Ketakutan-Ketakutan Pernikahan
Teman di sekeliling saya banyak yang sedang mempersiapkan pernikahan. Ada Era, teman sekos saya, dan Mutia, teman satu angkatan di Tempo. Kalau Era akan menikah Januari tahun depan, Mutia akan menikah pekan ini. Senang sekali rasanya melihat kedua kawan saya itu mempersiapkan hari H. Tapi dalam hati, jujur saya bertanya-tanya: giliran saya kapan, ya..
Lalu Sabtu lalu, Ibuk tiba-tiba SMS saya begini: “Kamu malam minggu sama siapa?” Hmmm.. sedang agak sensitif kali ya, saya. Ditanya begitu, saya agak jengkel. Saya pun mendiamkan SMS Ibuk. Nggak saya balas (jahat ya sayaaaa...). Yah sebenarnya saya nggak tega juga mau kasih jawaban jujur ke dia. “Aku malam mingguan di kantor, Buk.. Habis ini emang sih mau main. Tapi sama Gusti..”
Kalau jawaban itu yang saya sodorkan, kayaknya Ibuk bakalan sedih. Hihihi.. Mungkin Ibuk cemas, nih anak kok naga-naganya belum mau nikah. Padahal teman saya di Semarang sudah banyak yang menikah, bahkan punya anak. Dalam hati, Ibuk mungkin bertanya-tanya. Apalagi sih yang saya tunggu? (jawabannya sebenarnya udah jelas. Saya belum ada calon yang sreg, hahahaha..).

> [Daftar Tugas]
1) Menurut teks tentang ketakutan pernikahan, kapan Era akan menikah?
2) Berdasarkan teks tentang ketakutan pernikahan, jelaskan mengapa penulis tidak memberikan jawaban jujur atas SMS Ibuk.
3) Sebutkan semua nama orang yang muncul dalam teks tentang ketakutan pernikahan.
Jawablah hanya berdasarkan teks di atas.

> [Materi Terkumpul]
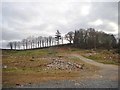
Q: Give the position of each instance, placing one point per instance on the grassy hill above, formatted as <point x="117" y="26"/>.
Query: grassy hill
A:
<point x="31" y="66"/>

> [Jawaban Tugas]
1) Januari tahun depan.

2) Penulis tidak tega, sebab jawaban jujurnya adalah malam Minggu di kantor lalu main dengan Gusti. Penulis menduga jawaban itu akan membuat Ibuk sedih.

3) Era, Mutia, Gusti